THE PROBLEM: For this exercise, restate the data below with no change at all.

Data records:

+++

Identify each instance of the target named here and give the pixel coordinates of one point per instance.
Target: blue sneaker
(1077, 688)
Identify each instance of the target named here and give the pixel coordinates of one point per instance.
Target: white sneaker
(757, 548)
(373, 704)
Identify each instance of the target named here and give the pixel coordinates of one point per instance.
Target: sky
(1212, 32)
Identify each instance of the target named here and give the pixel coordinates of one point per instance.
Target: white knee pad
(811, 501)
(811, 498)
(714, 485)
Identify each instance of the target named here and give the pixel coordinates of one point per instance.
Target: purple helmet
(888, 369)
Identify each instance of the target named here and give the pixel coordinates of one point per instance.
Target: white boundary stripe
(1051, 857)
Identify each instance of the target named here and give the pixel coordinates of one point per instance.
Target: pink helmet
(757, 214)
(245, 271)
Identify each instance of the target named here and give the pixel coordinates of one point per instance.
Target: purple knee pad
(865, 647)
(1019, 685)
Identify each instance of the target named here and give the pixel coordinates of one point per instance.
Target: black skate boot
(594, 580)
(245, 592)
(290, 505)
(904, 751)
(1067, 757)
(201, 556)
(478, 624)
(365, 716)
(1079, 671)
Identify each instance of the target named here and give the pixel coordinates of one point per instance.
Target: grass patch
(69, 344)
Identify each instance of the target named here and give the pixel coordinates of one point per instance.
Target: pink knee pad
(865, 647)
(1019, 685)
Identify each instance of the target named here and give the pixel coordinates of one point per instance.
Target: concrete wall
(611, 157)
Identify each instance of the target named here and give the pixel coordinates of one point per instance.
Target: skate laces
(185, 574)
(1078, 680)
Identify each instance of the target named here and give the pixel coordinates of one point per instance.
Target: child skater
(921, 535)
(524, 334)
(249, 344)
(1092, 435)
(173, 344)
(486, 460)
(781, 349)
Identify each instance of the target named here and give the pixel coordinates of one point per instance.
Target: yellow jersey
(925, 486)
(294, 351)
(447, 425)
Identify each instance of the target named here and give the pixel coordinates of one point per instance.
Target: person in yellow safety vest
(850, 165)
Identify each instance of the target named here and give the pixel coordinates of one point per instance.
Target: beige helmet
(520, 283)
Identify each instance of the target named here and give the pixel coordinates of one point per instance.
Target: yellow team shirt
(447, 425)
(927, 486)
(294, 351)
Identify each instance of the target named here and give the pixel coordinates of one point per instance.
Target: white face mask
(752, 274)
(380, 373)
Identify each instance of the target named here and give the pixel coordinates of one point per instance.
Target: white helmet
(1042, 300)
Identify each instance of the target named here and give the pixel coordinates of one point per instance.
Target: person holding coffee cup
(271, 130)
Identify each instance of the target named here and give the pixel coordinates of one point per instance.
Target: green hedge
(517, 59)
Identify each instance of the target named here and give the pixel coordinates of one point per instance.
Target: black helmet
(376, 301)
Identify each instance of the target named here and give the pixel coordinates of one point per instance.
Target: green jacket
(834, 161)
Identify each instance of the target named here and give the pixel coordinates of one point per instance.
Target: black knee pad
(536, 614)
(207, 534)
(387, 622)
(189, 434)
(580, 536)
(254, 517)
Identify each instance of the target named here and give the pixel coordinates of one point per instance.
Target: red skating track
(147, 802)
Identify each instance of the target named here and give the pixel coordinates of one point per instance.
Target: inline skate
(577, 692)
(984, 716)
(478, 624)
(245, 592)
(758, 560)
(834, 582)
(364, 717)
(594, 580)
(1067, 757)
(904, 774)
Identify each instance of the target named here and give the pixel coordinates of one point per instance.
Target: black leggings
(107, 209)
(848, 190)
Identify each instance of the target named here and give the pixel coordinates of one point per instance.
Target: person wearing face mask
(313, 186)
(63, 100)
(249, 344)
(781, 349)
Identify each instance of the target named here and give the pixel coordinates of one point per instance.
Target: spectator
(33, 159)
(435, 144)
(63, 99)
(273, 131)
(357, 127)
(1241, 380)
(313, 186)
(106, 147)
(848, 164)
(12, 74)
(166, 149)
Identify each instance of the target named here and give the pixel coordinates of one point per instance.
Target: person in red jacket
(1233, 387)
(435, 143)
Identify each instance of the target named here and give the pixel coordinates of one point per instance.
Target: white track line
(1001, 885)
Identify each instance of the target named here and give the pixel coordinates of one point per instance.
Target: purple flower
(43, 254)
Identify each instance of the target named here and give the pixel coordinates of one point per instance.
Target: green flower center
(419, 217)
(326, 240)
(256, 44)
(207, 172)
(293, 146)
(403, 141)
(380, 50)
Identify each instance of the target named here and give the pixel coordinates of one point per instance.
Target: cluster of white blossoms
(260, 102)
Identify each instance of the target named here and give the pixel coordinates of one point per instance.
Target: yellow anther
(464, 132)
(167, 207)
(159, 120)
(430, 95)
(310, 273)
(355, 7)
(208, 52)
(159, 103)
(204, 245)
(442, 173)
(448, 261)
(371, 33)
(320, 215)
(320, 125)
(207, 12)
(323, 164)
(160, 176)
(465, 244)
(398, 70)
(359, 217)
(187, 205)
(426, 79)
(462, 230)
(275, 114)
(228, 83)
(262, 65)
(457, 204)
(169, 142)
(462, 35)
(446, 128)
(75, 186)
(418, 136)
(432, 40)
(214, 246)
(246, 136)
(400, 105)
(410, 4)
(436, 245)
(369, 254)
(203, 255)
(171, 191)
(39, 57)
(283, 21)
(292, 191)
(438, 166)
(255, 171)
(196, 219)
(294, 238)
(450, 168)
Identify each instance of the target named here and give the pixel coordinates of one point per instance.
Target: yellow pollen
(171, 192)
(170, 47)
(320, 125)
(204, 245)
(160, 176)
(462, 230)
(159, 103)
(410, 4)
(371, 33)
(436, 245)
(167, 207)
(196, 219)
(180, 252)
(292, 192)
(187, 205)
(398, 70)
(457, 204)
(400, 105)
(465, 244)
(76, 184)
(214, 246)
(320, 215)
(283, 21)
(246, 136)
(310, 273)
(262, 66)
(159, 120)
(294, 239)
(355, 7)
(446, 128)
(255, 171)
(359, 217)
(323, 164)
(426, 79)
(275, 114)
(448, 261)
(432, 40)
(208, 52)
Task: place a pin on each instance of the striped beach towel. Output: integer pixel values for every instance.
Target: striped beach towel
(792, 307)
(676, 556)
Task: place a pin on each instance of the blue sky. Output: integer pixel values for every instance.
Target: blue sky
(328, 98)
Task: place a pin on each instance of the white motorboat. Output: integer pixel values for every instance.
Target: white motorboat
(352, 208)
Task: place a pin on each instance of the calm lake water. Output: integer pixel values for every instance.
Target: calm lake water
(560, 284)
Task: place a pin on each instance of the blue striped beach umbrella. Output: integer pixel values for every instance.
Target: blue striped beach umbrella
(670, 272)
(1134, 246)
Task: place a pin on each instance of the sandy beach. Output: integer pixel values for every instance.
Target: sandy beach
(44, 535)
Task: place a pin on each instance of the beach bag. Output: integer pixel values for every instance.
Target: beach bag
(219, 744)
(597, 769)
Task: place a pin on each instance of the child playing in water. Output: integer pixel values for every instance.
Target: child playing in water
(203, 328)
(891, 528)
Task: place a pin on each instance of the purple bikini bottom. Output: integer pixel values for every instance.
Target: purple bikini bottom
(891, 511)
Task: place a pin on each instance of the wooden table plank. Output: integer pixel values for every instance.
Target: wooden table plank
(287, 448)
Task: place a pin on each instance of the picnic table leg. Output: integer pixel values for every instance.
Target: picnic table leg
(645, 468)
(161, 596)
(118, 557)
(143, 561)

+++

ANSWER SECTION:
Identify each instance of the target named here and give the pixel coordinates of one point per instance.
Target: blue sneaker
(1077, 688)
Identify each instance of the target named here and give the pixel coordinates of one point per instance.
Target: white sneaker
(757, 548)
(373, 704)
Identify each instance of the target named here and give the pixel coordinates of one point per instance.
Target: sky
(1212, 32)
Identify each instance of the target named here and give the pixel coordinates of one point per instance.
Target: white knee pad
(811, 501)
(811, 498)
(714, 485)
Identify each instance of the target named here and give the pixel coordinates of one point per instance.
Target: purple helmet
(888, 369)
Identify each instance of the target named here and give the pixel coordinates of one point per instance.
Target: white boundary stripe
(1051, 857)
Identify each instance of the target named here and give the pixel coordinates of one point per instance.
Target: pink helmet
(757, 214)
(245, 271)
Identify each instance of the target named here and give the pixel coordinates of one point per instance.
Target: purple knee pad
(865, 647)
(1019, 685)
Identify each instance of the target named here and give the pixel coordinates of one point per instance.
Target: black skate boot
(594, 580)
(245, 592)
(290, 505)
(904, 751)
(1067, 757)
(201, 556)
(478, 624)
(365, 716)
(1079, 671)
Identify each instance of the target named here and give the pixel coordinates of one point per instance.
Target: grass patch
(69, 344)
Identify each instance of the target named here and give the pixel coordinates of one point per instance.
Target: pink knee pad
(865, 647)
(1019, 685)
Identify each instance of the target named here and give the pixel coordinates of one point per instance.
Target: concrete wall
(611, 157)
Identify each instance of the target named here and give the pixel coordinates of one point per instance.
Target: skate laces
(185, 574)
(1078, 680)
Identify each instance of the target named here and give the pixel coordinates of one point per instance.
Target: child skater
(921, 535)
(524, 334)
(249, 344)
(1092, 435)
(173, 344)
(486, 460)
(781, 349)
Identify each instance of the target named here and give the pixel coordinates of one point per instance.
Target: yellow jersey
(925, 486)
(294, 351)
(447, 425)
Identify each instance of the target named here and give the pixel coordinates of one point per instance.
Target: person in yellow safety vest
(850, 165)
Identify each instance of the target named here and give the pixel coordinates of one point per instance.
Target: beige helmet
(520, 283)
Identify each instance of the target named here and give the pixel coordinates of one point per instance.
Target: yellow team shirt
(447, 425)
(927, 486)
(294, 351)
Identify each instance of the target named here and give the pixel coordinates of one point per instance.
Target: white face mask
(752, 274)
(380, 373)
Identify each instance of the target named here and give the pixel coordinates of one point per instance.
Target: white helmet
(1042, 300)
Identify each instance of the target named here and give the pixel coordinates of one point per instance.
Target: person holding coffee cup
(271, 130)
Identify each instance of the target named here and give the pixel coordinates of one point per instance.
Target: green hedge
(517, 59)
Identify each instance of the target named here and give the pixel coordinates of one point per instance.
Target: black helmet
(376, 301)
Identify each instance of the target named here and give the pixel coordinates of one point per instance.
Target: green jacket
(834, 161)
Identify each instance of the target named here and give the pixel coordinates of one point per instance.
Target: black knee pad
(536, 614)
(207, 534)
(387, 622)
(189, 434)
(580, 536)
(254, 517)
Identify each instance of the target named here and give the pixel coordinates of one point per instance.
Target: red skating track
(147, 802)
Identify each instance of the target named here and give the pixel coordinates of one point per instance.
Target: inline skate
(577, 692)
(984, 716)
(478, 624)
(245, 592)
(758, 560)
(834, 582)
(364, 717)
(594, 580)
(1067, 757)
(904, 774)
Identify each instance of the target named here and give the pixel coordinates of one point per instance.
Target: black leggings
(107, 209)
(848, 190)
Identify each instance of the target named here and give the pixel coordinates of one point per instance.
Target: person wearing face mask
(313, 186)
(63, 100)
(249, 344)
(781, 349)
Identify each instance of the target named here and give the pixel coordinates of one point per instance.
Target: spectator
(33, 159)
(435, 144)
(63, 99)
(273, 131)
(357, 127)
(1241, 380)
(313, 186)
(106, 147)
(848, 164)
(12, 74)
(166, 149)
Identify each instance of the target named here and give the pixel coordinates of one point per instance.
Target: person in red jacket
(1233, 387)
(435, 143)
Identify each instance of the target named here and give the pixel coordinates of one point per instance.
Target: white track line
(1001, 885)
Identify each instance of the target named here and give the pixel coordinates of one point per instance.
Target: purple flower
(43, 254)
Identify each instance of the target named here and give the pixel coordinates of one point per instance.
Target: green flower center
(419, 217)
(326, 240)
(256, 44)
(207, 172)
(293, 146)
(403, 141)
(380, 50)
Identify each instance of the target named here and give the pixel coordinates of one point per instance.
Target: cluster of white blossoms
(260, 102)
Identify each instance of the target named here and give the pixel coordinates of one point per instance.
Target: yellow anther
(464, 132)
(167, 207)
(159, 120)
(430, 95)
(310, 273)
(355, 7)
(208, 52)
(159, 103)
(204, 245)
(442, 173)
(448, 261)
(371, 33)
(320, 215)
(320, 125)
(207, 12)
(323, 164)
(160, 176)
(465, 244)
(398, 70)
(359, 217)
(187, 205)
(426, 79)
(462, 230)
(275, 114)
(228, 83)
(262, 65)
(457, 204)
(169, 142)
(462, 35)
(446, 128)
(75, 186)
(418, 136)
(432, 40)
(214, 246)
(246, 136)
(400, 105)
(410, 4)
(436, 245)
(369, 254)
(203, 255)
(171, 191)
(39, 57)
(283, 21)
(292, 191)
(438, 166)
(255, 171)
(196, 219)
(294, 238)
(450, 168)
Identify each instance of the target named here and give the pixel coordinates of one point per instance.
Target: yellow pollen
(171, 192)
(170, 47)
(320, 125)
(204, 245)
(160, 176)
(462, 230)
(159, 103)
(410, 4)
(371, 33)
(436, 245)
(167, 207)
(196, 219)
(180, 252)
(292, 192)
(187, 205)
(398, 70)
(457, 204)
(400, 105)
(465, 244)
(76, 184)
(214, 246)
(320, 215)
(283, 21)
(246, 136)
(310, 273)
(262, 66)
(159, 120)
(294, 239)
(355, 7)
(446, 128)
(255, 171)
(359, 217)
(323, 164)
(426, 79)
(275, 114)
(448, 261)
(432, 40)
(208, 52)
Task: place a pin on each instance of the striped beach towel. Output: integer pixel values for every instance.
Target: striped beach towel
(792, 307)
(676, 556)
Task: place a pin on each instance of the blue sky. Output: integer pixel values for every instance.
Target: blue sky
(328, 98)
Task: place a pin on each instance of the white motorboat. Output: integer pixel values for every instance.
Target: white motorboat
(352, 208)
Task: place a pin on each instance of the calm lake water. Output: integer pixel values for every instance.
Target: calm lake water
(560, 284)
Task: place a pin on each instance of the blue striped beach umbrella. Output: integer pixel values for every instance.
Target: blue striped beach umbrella
(670, 272)
(1134, 246)
Task: place a pin on each instance of the sandy beach. Output: integer pixel values for every instance.
Target: sandy beach
(44, 535)
Task: place a pin on each instance of the beach bag. Output: integer pixel values for every instance.
Target: beach bag
(219, 744)
(597, 769)
Task: place a pin on each instance of the child playing in water. Output: integer pixel values for every instance.
Target: child playing in water
(203, 328)
(891, 528)
Task: place a pin on each instance of the purple bikini bottom. Output: integer pixel values for every instance.
Target: purple bikini bottom
(891, 511)
Task: place a pin on each instance of the wooden table plank. Output: integer pixel values for every instance.
Target: wooden table plank
(287, 448)
Task: place a pin on each instance of the picnic table leg. Output: integer pixel values for every instance.
Target: picnic table leg
(645, 468)
(161, 596)
(118, 557)
(143, 561)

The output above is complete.